#### [WORK REQUIRED]
From the post on blocking GPTBot below, copy word for word the part starting with "There are thousands" and going on through "Latest comments (4)".

Ervin Szilagyi

Posted on Aug 8, 2023

Disallow GPT Bot from Scraping our Blog Posts

#watercooler #openai #gpt3 #discuss

Lately, we can bloc GPT bots from scraping our pages for a site that we control, by setting the following lines in the robots.txt file:

User-agent: GPTBot
Disallow: /

I, myself, found out this from a tweet from Gergely Orosz:

My stance on this is similar to what Gergely is saying. GPT offers no citation to the information it provides. While I did update the robots.txt file on my personal website, I am also cross-posting to DEV. If we look at the robots.txt from DEV.to, we can notice that it does not have the same rule for GPTBot.

There are thousands of people posting to DEV, many of whom have different views about scraping information for LLM training. I'm in no position to request changes that will affect how the site works. I'm just curious of what is the opinion of other fellow authors about scraping your article for ML training.

Does updating your `robots.txt` actually solve something?

Obviously not. Adding this statement to your site is just a hint, a request for a bot to please not scrape your data.
This won't stop huge LLM bots (including GPT) to get the information it wants.

So, I'm curious about what do other people think about this topic?

Latest comments (4)

José Benavente • Aug 16 '23

This is good to know at least. Like Reme and Sijmen mention though, it won't do much realistically speaking.

Sijmen J. Mulder • Aug 13 '23

This won't stop huge LLM bots (including GPT) to get the information it wants.

It won't stop badly behaved actors but I feel OpenAI deserves the benefit of the doubt here, afaik there are no indications they are a bad actor in this regard.

Reme Le Hane • Aug 13 '23

Personally, don’t care, like you say this only stops GPT, it also does not expunge everything they’ve already scraped. Also as mentioned they not the only one. If you really want to not train them, stop posting online, that really is the only solution.

Wha about sites like web archive and all the cross posts, like if you going to put it online, you need to accept that fact that you’ve basically given it away for free to everyone, and what they do with it is entirely up to their own personal moral code.

Your licence in your code on GitHub is utterly meaningless without a lawyer and the finances to back it up. GitHub won’t do squat if Joe Soap or Big Corpa uses your code without credit.

Have you ever read the licence on a package you installed into a side project or even a work project, I don’t, I am pretty sure that at some point professionally or personally I’ve used a package in a way that goes against one of its guidelines and that’s purely as a result of ignorance and the fact that the vast majority of people never read licences or have any clue what they mean.

You cannot license and apply restrictions and limitations on a blog post that you are putting online, and even if you do, it’s up to you to legally enforce it, someone can copy it word for word and unless you can afford a lawyer or for some reason a big news channel cares about it, you’re SOL.

#### [DATA RECORDS]
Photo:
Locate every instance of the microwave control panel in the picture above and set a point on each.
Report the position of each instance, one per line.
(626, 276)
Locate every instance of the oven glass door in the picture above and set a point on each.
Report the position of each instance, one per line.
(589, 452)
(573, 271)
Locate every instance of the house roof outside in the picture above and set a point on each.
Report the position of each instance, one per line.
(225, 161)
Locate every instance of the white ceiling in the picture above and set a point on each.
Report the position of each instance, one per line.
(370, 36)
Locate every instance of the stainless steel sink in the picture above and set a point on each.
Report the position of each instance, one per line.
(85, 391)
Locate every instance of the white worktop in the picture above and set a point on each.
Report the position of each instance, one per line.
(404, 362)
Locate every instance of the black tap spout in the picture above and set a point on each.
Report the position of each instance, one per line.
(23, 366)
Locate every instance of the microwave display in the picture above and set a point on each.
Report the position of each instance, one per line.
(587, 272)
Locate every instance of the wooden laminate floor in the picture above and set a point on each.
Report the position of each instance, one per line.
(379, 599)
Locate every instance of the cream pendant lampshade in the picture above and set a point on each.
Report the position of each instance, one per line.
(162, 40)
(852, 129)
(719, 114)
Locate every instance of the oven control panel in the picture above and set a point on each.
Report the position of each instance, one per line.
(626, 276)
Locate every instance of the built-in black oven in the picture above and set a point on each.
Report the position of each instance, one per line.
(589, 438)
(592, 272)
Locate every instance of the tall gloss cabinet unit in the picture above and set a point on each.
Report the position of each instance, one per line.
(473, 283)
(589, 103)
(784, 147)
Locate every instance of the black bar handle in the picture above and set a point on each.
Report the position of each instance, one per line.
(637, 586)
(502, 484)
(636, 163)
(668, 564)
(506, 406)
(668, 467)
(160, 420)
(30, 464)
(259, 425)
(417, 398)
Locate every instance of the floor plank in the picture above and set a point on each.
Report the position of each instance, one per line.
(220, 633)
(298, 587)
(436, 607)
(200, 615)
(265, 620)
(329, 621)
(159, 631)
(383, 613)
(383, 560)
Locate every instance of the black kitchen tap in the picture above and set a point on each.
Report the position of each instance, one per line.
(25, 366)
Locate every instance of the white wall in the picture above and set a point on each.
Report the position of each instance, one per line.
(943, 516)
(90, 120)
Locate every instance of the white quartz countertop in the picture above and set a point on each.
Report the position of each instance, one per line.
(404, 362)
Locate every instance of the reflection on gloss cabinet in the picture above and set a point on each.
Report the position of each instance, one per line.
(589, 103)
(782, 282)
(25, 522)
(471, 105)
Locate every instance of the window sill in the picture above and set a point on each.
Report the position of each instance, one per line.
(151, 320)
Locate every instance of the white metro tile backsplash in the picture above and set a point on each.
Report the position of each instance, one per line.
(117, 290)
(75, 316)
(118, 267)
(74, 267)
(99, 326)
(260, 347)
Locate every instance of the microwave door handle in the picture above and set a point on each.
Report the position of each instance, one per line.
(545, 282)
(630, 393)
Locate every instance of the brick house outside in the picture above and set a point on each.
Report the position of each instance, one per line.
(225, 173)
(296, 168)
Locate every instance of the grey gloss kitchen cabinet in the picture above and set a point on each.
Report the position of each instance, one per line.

#### [SOLUTION]
There are thousands of people posting to DEV, many of whom have different views about scraping information for LLM training. I'm in no position to request changes that will affect how the site works. I'm just curious of what is the opinion of other fellow authors about scraping your article for ML training.

Does updating your `robots.txt` actually solve something?

Obviously not. Adding this statement to your site is just a hint, a request for a bot to please not scrape your data.
This won't stop huge LLM bots (including GPT) to get the information it wants.

So, I'm curious about what do other people think about this topic?

Latest comments (4)